Activity
An exact reprint of all the records is the expected answer.

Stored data
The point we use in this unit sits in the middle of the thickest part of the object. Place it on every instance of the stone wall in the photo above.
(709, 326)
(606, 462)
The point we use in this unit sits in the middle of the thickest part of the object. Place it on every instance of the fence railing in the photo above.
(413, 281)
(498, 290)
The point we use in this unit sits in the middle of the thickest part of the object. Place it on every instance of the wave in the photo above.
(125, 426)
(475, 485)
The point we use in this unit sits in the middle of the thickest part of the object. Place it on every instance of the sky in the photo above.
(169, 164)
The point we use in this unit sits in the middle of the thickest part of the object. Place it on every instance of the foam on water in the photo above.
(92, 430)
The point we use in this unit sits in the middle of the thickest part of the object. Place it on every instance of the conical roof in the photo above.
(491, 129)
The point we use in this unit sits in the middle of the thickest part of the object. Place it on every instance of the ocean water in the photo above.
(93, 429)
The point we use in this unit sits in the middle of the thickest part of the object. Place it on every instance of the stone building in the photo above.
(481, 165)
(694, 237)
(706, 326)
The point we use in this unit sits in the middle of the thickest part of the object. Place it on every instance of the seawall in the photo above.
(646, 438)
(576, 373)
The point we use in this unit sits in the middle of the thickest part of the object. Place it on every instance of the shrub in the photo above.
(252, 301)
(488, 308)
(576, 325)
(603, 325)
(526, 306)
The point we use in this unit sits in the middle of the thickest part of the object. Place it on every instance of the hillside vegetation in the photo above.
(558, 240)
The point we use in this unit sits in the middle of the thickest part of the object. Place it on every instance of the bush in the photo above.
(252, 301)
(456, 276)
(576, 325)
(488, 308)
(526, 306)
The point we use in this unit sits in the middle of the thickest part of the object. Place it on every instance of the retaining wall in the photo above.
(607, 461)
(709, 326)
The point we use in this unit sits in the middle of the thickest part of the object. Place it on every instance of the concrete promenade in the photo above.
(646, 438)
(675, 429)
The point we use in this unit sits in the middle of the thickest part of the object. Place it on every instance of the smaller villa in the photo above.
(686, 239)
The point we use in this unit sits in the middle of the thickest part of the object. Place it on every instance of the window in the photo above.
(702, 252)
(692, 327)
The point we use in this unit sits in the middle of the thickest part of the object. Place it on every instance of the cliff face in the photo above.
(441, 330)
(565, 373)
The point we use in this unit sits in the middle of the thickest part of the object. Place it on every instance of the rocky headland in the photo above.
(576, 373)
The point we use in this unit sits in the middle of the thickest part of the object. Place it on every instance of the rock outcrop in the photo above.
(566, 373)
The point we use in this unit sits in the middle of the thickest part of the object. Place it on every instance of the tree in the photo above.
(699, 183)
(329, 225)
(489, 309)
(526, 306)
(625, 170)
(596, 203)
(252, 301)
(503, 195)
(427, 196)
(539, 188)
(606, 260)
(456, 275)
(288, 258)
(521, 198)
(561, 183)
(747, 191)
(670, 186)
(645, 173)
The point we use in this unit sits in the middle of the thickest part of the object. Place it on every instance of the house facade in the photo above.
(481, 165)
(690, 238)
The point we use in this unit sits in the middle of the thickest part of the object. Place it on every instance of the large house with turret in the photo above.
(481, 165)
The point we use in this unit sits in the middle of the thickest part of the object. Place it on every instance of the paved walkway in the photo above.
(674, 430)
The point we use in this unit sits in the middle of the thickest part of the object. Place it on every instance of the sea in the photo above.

Written reply
The point we use in this unit sits in the middle of the thickest part of the object. Place it on every instance of the stone wall in the photo above.
(709, 326)
(606, 462)
The point we use in this unit sits in the middle of the thickest part of the object. Place it on every instance of the fence railing in the photo above.
(413, 281)
(498, 290)
The point we use in this unit sits in the middle of the thickest part of the object. Place it on every instance of the wave in the photo above.
(125, 426)
(475, 485)
The point we use in this unit sits in the middle of the thickest part of the object. Place it on every instance of the sky in the photo above.
(169, 164)
The point we use in this unit sits in the middle of the thickest part of the object. Place it on every instance of the foam on water in the photo above.
(92, 430)
The point we use in this unit sits in the middle of the thickest part of the object. Place it on every instance of the conical roof in the photo above.
(491, 129)
The point we use in this unit sits in the middle of the thickest part of the object. Place it on every instance of the ocean water in the photo above.
(93, 429)
The point we use in this unit sits in the middle of the thickest part of the object. Place it on every instance of the stone building in the photo above.
(481, 165)
(694, 237)
(706, 326)
The point we use in this unit sits in the middle of the thickest part of the object. Place it on every instance of the seawall in the photo above.
(646, 438)
(576, 373)
The point we use in this unit sits in the middle of the thickest part of the object. Place it on every instance of the shrub in the photo above.
(252, 301)
(488, 308)
(576, 325)
(603, 325)
(526, 306)
The point we use in this unit sits in the middle of the thickest part of the object. Place it on every instance of the hillside vegetation in the photo above.
(558, 240)
The point we use in this unit sits in the middle of the thickest part of the object. Place it on every instance of the bush in the photo above.
(252, 301)
(456, 276)
(576, 325)
(488, 308)
(526, 306)
The point we use in this unit sits in the middle of the thickest part of the object. Place it on every instance of the retaining wall in the photo above.
(607, 461)
(709, 326)
The point we use in this unit sits in the middle of the thickest part of the object. Place it on every instance of the concrete promenade in the photo above.
(646, 438)
(675, 429)
The point we use in this unit sits in the middle of the thickest part of the object. Place it on every instance of the smaller villa in the photo above.
(686, 239)
The point we use in this unit sits in the middle of the thickest part of the object. Place it on every instance of the window in the photo above.
(702, 252)
(692, 327)
The point we use in this unit sits in the middle of the thickest part of the object. Place it on every instance of the cliff face in the photo above.
(441, 330)
(565, 373)
The point we use in this unit sits in the middle of the thickest part of the object. Place it on every instance of the rocky headland in the photo above.
(576, 373)
The point we use in this unit sits in the middle of the thickest part of the object. Place it on every instance of the rock outcrop in the photo above.
(566, 373)
The point we use in this unit sits in the middle of the thickest part of the object. Place it on every instance of the tree in the photo above.
(699, 183)
(329, 225)
(489, 309)
(526, 306)
(625, 170)
(596, 203)
(252, 301)
(503, 195)
(427, 196)
(539, 188)
(606, 260)
(456, 275)
(288, 258)
(521, 198)
(561, 183)
(747, 191)
(670, 186)
(645, 173)
The point we use in this unit sits in the middle of the thickest part of the object. Place it on every instance of the house facade in the photo above.
(481, 165)
(690, 238)
The point we use in this unit sits in the middle of the thickest part of the object. Place it on every instance of the large house with turret in the photo above.
(481, 165)
The point we use in this unit sits in the middle of the thickest part of the object. Place it on every instance of the paved walkway in the photo above.
(674, 430)
The point we use in this unit sits in the middle of the thickest part of the object. Place it on every instance of the sea in the photo above.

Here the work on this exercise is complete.